Iraq’s Kurds Hold Elections for Regional Parliament

Iraq’s self-ruled Kurdish region was holding long-delayed parliamentary elections on Sunday, a year after a vote for independence sparked a punishing backlash from Baghdad, leaving Kurdish leaders deeply divided.

More than 700 candidates are vying for 111 seats in the elections, in which nearly 3.5 million Kurds are eligible to vote. Eleven seats are reserved for religious and ethnic minorities: five for Christians, five for Turkmen candidates and one for the Armenian community. Polls close at 6 p.m. (1500 GMT), and it is not clear when the results will be announced.

 

The last parliamentary elections were in 2013, but the assembly stopped meeting in 2015 amid internal political tensions and the war against the Islamic State group. The political deadlock also delayed new elections, which were originally planned for last November.

 

Kurdish politics have long been dominated by Masoud Barzani’s Kurdistan Democratic Party and the rival Patriotic Union of Kurdistan, which is riven by infighting. Those two factions are expected to win the lion’s share of the vote.

 

By noon, turnout was low, with many blaming the regional election commission’s new requirement that voters show two forms of ID. Bashdar Ali, an observer from the Shams Network for Election Observation in Iraq, said the commission issued the guidelines late Saturday night.

 

Iraq’s Kurds established a regional government in 1992 after the U.S. enforced a no-fly zone across the north following the Gulf War. After the 2003 U.S.-led invasion that ousted Saddam Hussein, the Kurds secured constitutional recognition of their autonomy and gained more power.

 

Since then, they have been at loggerheads with Baghdad over rights to develop and to export oil and gas as well as the so-called disputed territories — lands stretching from the Syrian border to Iran that the Kurds claim as part of their autonomous region, including the northern city of Kirkuk, a major oil hub.

Items from a data source
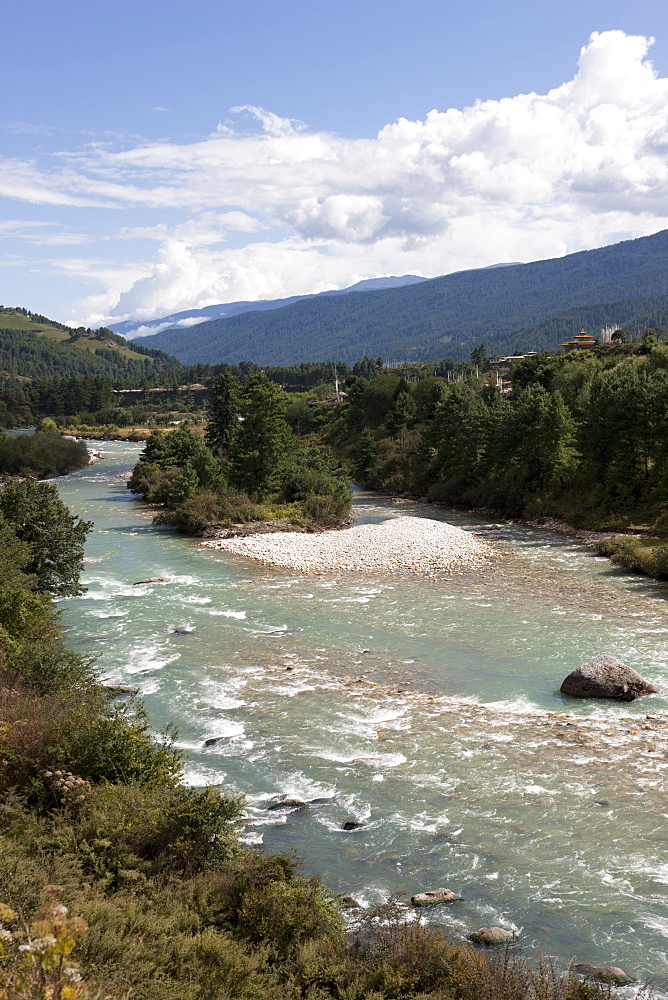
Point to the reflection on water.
(427, 712)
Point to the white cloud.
(530, 176)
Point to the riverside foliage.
(250, 467)
(582, 437)
(121, 882)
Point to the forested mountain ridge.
(190, 317)
(428, 320)
(33, 346)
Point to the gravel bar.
(401, 545)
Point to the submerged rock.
(608, 974)
(116, 690)
(606, 677)
(287, 804)
(434, 896)
(492, 936)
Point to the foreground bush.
(40, 455)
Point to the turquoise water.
(418, 709)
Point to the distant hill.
(32, 345)
(135, 330)
(438, 317)
(633, 315)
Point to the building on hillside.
(583, 342)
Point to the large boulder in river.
(434, 896)
(492, 937)
(609, 974)
(606, 677)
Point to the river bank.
(401, 545)
(428, 711)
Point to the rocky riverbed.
(402, 545)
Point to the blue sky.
(132, 187)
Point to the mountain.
(633, 315)
(33, 345)
(134, 330)
(441, 316)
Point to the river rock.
(606, 677)
(116, 690)
(608, 974)
(434, 896)
(492, 936)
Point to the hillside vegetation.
(33, 346)
(442, 316)
(582, 437)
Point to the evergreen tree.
(260, 447)
(38, 516)
(366, 456)
(223, 412)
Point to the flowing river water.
(428, 712)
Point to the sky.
(167, 155)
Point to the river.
(420, 710)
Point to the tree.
(223, 412)
(479, 356)
(366, 456)
(38, 516)
(260, 446)
(15, 556)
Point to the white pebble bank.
(401, 545)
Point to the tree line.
(249, 466)
(581, 437)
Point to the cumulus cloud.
(534, 175)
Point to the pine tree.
(260, 446)
(223, 412)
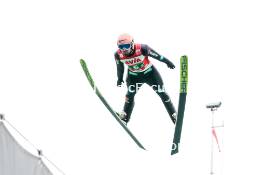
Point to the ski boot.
(174, 117)
(122, 115)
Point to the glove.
(170, 65)
(119, 82)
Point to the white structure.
(15, 160)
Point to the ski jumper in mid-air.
(140, 71)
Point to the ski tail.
(110, 109)
(181, 105)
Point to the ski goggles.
(124, 46)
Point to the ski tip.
(184, 57)
(82, 61)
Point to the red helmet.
(125, 43)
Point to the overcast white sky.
(44, 93)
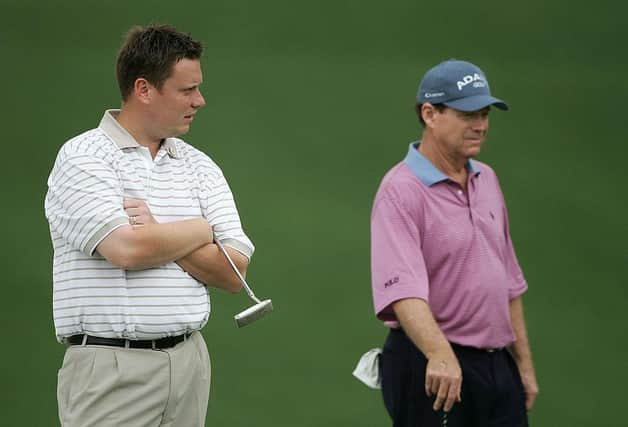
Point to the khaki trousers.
(102, 386)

> **TO-DO LIST**:
A – From the article on the Kurdish elections, extract the passage from "Iraq’s Kurds established" to "major oil hub.".
B – According to the article on the Kurdish elections, in what year did the regional assembly stop meeting?
C – Give what follows in the article on the Kurdish elections, continuing after its final sentence.
The data was taken from a separate source.

> **RESPONSES IN ORDER**:
A –
Iraq’s Kurds established a regional government in 1992 after the U.S. enforced a no-fly zone across the north following the Gulf War. After the 2003 U.S.-led invasion that ousted Saddam Hussein, the Kurds secured constitutional recognition of their autonomy and gained more power.

 

Since then, they have been at loggerheads with Baghdad over rights to develop and to export oil and gas as well as the so-called disputed territories — lands stretching from the Syrian border to Iran that the Kurds claim as part of their autonomous region, including the northern city of Kirkuk, a major oil hub.

B – The assembly stopped meeting in 2015.

C –
The Kurds took control of Kirkuk and other disputed territories in the summer of 2014 as the Islamic State group rampaged across northern and central Iraq. But after last September’s referendum, in which more than 90 percent voted for independence, federal forces retook Kirkuk and other areas with only scattered fighting. The loss of the disputed territories was a major blow for Barzani, who had championed the referendum.

 

The Iraqi government rejected the referendum, as did Iraq’s neighbors and the international community, including the United States. The Baghdad government, as well as neighboring Turkey and Iran, shut down the Kurdish region’s airports and border crossings in response to the referendum. They were reopened after a federal court dismissed the referendum.

 

The fallout from the referendum has left Kurdish leaders bitterly divided, and has exacerbated a long-running financial crisis in the region, fueling widespread anger at the main Kurdish political parties.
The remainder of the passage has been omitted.